◆ **Records excerpted from a collection**
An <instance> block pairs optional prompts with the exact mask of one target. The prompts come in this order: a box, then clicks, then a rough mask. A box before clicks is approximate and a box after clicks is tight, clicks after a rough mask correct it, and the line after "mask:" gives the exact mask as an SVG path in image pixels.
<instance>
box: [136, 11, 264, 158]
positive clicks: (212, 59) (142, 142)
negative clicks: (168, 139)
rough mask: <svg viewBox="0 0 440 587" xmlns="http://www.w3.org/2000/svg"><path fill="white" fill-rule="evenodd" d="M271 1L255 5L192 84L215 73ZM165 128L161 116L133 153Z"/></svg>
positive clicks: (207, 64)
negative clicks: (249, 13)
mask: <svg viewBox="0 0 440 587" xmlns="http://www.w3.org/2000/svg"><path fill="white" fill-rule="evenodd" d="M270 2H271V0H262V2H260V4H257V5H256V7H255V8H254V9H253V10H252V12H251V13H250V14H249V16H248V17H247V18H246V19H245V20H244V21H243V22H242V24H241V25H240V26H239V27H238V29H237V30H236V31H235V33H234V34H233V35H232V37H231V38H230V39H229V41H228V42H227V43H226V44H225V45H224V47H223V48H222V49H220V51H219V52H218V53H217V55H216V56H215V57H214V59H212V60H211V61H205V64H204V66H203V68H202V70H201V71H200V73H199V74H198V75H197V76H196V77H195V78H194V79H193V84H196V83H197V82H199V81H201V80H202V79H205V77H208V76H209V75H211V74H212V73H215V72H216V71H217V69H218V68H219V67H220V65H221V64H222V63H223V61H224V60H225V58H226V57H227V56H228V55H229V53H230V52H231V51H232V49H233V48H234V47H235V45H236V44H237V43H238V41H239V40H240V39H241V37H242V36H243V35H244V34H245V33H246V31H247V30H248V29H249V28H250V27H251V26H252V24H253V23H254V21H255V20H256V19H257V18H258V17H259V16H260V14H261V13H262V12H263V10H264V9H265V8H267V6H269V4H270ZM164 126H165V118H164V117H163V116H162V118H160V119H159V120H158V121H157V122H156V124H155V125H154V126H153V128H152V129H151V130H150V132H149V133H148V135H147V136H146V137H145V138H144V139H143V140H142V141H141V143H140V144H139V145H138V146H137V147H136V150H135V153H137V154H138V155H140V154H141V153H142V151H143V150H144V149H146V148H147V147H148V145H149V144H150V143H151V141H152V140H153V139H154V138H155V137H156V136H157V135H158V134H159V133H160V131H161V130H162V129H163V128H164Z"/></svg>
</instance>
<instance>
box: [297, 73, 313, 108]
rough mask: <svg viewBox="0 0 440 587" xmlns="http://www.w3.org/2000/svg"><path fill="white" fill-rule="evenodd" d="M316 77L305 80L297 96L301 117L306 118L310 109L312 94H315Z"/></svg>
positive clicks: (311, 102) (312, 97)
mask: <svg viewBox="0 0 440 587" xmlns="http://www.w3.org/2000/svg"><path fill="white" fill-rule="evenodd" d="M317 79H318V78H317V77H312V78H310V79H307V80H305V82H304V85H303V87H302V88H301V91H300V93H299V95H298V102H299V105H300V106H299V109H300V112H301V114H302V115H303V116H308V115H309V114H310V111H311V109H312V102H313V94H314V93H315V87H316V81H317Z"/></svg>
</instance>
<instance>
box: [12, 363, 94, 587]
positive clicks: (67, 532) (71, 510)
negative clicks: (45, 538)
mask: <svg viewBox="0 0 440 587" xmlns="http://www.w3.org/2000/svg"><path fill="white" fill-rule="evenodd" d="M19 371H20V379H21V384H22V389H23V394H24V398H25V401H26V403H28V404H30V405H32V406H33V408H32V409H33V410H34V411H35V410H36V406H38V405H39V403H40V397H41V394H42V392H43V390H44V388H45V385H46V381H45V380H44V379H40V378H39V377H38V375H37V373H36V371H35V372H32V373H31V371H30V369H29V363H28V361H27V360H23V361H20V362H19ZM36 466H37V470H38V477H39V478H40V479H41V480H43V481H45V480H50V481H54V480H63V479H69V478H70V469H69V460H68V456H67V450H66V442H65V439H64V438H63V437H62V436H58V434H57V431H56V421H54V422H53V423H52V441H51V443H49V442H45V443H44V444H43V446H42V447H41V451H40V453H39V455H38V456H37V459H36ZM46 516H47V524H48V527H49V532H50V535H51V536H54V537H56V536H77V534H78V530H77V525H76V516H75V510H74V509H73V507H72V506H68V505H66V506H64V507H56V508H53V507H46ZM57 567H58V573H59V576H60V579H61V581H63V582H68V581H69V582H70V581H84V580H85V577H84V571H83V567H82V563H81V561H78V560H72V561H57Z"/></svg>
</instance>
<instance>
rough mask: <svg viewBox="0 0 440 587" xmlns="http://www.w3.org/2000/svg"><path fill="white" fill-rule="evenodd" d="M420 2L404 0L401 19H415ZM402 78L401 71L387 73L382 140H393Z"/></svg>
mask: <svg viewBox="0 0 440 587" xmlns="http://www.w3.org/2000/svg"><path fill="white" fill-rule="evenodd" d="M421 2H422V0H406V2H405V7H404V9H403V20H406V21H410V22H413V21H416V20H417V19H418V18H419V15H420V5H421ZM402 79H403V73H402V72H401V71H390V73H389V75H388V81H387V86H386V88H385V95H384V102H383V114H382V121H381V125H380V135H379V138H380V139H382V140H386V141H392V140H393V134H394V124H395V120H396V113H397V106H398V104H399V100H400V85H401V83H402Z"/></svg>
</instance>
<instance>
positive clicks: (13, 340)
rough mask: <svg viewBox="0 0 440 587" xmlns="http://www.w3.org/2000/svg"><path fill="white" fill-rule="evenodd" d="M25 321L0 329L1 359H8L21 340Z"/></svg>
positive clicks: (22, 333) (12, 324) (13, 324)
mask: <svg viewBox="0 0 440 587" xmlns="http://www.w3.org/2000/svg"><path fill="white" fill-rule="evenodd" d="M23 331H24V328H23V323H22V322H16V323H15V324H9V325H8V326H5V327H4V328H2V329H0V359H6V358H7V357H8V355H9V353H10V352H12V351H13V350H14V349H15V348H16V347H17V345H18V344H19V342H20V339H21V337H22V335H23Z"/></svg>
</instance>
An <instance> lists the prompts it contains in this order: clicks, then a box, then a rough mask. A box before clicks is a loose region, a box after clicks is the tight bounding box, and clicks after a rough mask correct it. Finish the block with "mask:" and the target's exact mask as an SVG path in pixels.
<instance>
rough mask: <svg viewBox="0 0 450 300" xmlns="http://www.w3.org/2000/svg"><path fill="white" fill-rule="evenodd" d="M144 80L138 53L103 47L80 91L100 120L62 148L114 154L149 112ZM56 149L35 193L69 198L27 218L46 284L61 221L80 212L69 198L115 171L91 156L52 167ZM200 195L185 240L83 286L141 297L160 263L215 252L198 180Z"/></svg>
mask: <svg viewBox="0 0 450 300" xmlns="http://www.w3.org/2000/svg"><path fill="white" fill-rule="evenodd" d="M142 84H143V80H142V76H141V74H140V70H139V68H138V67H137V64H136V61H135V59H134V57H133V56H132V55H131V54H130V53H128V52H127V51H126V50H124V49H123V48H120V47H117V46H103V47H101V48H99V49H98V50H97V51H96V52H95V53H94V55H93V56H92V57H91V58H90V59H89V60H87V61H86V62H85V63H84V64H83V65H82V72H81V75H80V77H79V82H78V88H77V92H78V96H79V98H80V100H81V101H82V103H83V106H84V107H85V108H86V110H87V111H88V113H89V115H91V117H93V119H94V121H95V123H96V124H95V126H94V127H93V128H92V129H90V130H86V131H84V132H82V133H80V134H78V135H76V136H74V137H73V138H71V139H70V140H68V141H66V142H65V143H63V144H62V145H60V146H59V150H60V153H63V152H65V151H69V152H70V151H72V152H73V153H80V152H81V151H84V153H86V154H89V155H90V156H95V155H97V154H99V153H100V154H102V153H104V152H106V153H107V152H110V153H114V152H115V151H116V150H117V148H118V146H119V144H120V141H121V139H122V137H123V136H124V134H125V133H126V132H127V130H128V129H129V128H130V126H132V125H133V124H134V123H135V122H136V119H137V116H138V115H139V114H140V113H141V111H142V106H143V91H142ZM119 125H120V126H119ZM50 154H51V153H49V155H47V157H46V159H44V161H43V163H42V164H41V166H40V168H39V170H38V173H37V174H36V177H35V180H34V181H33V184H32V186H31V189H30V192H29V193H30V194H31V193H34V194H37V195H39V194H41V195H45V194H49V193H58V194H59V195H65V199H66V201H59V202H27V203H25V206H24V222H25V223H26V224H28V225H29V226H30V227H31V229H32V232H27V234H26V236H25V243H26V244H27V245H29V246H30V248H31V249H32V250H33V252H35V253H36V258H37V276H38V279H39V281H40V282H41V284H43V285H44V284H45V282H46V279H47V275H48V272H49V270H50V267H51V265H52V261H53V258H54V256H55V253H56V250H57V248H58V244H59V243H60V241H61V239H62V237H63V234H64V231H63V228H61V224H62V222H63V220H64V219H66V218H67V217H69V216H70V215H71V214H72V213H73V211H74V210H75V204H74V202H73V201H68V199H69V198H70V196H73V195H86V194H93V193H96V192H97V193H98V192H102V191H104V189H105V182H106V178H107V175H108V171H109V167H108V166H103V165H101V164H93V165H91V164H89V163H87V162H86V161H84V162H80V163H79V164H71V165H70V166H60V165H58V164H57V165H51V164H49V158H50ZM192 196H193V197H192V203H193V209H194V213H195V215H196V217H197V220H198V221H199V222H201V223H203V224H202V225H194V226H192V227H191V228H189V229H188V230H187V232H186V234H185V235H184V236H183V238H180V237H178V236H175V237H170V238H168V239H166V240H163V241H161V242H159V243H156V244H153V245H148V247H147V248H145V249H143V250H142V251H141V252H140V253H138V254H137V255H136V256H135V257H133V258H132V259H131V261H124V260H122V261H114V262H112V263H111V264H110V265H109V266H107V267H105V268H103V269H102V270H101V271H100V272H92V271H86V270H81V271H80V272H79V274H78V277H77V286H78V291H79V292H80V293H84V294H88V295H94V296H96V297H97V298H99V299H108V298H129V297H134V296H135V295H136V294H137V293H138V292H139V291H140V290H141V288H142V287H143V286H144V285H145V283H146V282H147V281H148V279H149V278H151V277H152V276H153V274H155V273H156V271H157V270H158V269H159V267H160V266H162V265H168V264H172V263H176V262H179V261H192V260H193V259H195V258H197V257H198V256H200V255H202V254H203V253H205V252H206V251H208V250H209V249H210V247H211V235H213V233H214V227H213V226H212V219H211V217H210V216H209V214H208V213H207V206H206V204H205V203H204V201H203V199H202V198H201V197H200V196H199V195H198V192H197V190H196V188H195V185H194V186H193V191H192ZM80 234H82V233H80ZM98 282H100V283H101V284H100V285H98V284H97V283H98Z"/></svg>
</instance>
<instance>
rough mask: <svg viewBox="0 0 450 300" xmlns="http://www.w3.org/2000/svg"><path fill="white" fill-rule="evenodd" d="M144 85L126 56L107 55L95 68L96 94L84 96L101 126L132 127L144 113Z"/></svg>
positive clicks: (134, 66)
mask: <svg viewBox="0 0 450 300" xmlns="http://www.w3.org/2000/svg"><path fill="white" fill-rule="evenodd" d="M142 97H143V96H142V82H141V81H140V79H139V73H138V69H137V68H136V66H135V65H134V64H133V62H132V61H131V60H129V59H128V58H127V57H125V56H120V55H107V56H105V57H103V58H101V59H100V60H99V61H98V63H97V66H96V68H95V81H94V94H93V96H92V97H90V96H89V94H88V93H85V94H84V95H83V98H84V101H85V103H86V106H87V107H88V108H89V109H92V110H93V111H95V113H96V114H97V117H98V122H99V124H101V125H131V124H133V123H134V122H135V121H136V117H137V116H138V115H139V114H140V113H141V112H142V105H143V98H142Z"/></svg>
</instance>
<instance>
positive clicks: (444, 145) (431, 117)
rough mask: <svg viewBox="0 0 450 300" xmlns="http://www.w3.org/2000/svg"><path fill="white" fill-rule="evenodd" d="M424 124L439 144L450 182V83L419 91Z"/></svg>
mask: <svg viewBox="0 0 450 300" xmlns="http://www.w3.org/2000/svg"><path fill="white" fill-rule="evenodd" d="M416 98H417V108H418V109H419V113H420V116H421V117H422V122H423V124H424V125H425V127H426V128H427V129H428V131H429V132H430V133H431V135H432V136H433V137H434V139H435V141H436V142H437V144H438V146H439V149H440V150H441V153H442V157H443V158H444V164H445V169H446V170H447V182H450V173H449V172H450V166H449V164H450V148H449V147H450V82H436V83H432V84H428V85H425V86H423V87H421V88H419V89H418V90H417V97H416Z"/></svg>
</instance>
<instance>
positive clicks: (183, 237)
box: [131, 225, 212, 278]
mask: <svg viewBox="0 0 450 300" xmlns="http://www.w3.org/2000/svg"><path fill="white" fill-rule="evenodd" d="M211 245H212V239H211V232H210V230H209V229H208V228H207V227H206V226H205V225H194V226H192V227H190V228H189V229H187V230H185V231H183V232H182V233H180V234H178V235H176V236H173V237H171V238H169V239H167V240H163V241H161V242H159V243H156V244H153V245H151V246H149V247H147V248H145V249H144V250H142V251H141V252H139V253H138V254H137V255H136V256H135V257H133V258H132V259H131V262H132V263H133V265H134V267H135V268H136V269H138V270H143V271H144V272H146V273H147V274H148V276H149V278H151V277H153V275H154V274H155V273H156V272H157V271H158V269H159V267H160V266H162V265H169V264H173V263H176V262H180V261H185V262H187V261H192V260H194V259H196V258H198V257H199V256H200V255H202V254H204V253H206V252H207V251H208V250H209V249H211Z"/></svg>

◆ **Required action**
Using the records above, say how many lines contain the word "this". Write the number alone.

◆ **Reply**
2